_Selected extract_:
☆ ☆ ☆

Back To Square One

in HiveGhana20 hours ago

The past month has been a hectic one for myself and my family. I mentioned the last time that two of my relatives were involved in a very fatal accident. Thank God for grace, the made it out alive but they had severe injuries.

Due to work and other engagements, I couldn’t visit up until last week. I must say, it felt good to see everyone once again after almost a year. The part where I got to meet everyone once again way great, but the not so great part was how busy I was. Having to help take care of the sick people while attending to visitors wasn’t as easy as I thought it would be. But I’m glad I was able to be of help to my family.

Stressed out and exhausted, I made my way back to my current residence last night. After a long nights drive, I arrived safely this morning. Everything was going well until my phone suddenly went blank. I did all I could to get it working but it refused. My last resort was to send it to a repairer to get it checked.

☆ ☆ ☆

_Dataset rows_:
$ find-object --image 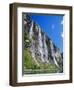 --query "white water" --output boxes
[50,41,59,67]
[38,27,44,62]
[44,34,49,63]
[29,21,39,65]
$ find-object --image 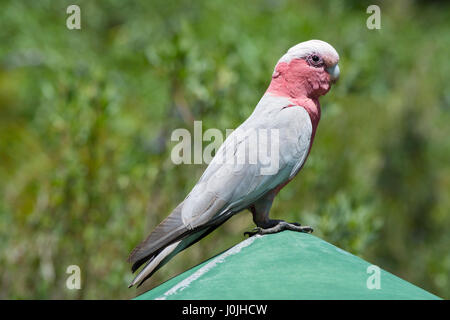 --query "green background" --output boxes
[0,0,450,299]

☆ ☆ ☆

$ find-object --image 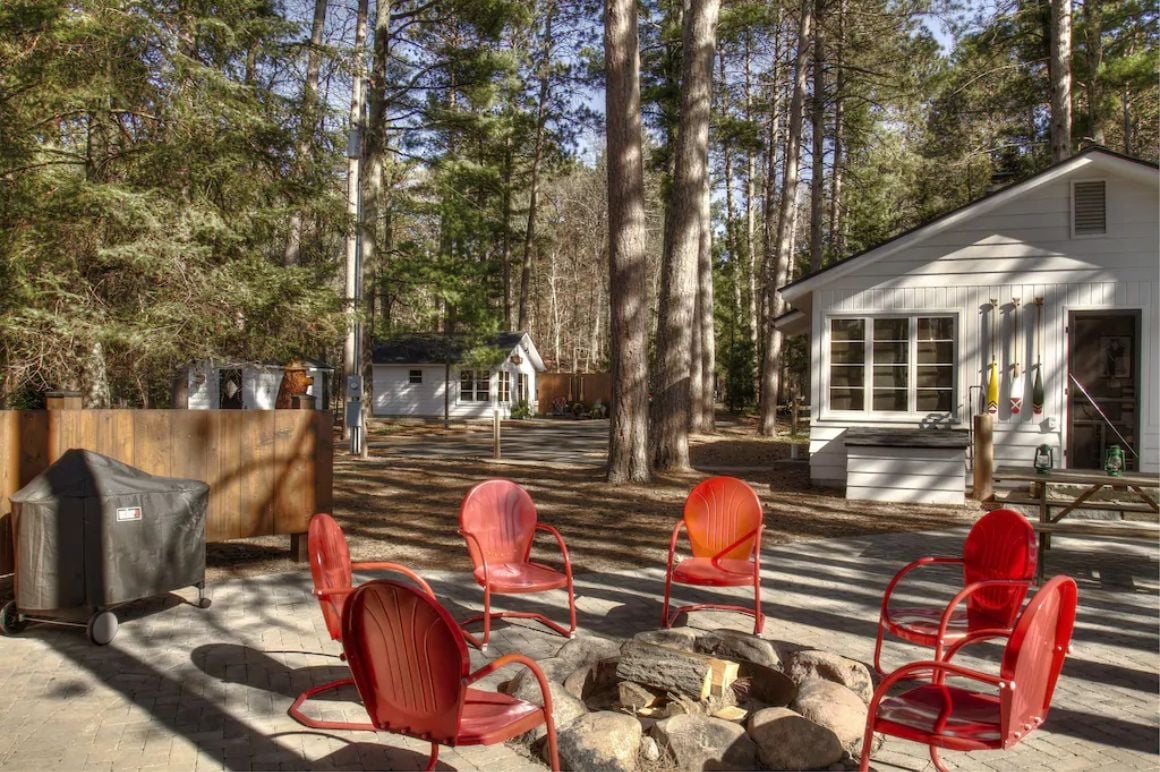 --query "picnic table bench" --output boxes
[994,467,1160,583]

☆ ☆ ☆

_Goal_:
Continue the "Back To Square One" post, starting right after its last sentence, the one about sending the phone to a repairer.

_Task response_:
Apparently, water has found its way into the sensor. How it got there? I don’t know. But it did cost me a lot to get to fixed.

What hurt the most wasn’t me paying to get it fixed. It was the fact that I lost everything I had on my device. I’ve had the device for years now and so you can imagine how much data a had on it. I can actually let all do that go, but anytime I think of all the pictures I had on this device, I ask myself why I never thought to back them up on another device. Honestly, I’m so pained and sad today.

If there was only a way I could get all my data back, I’d be so glad. But no one thought what went down today will actually go down this way. I’m telling myself there will be better memories to make and better random shots to take. This is just me trying to make myself feel better. But for tonight, I’m back to square one. Starting afresh, with pain in my heart, but with hope also in my heart.

(PS: I’m trying to back up as much data as i can. And thanks to hive ,i have some pictures i can get from here. So, there’s still hope.)


all images belong to me.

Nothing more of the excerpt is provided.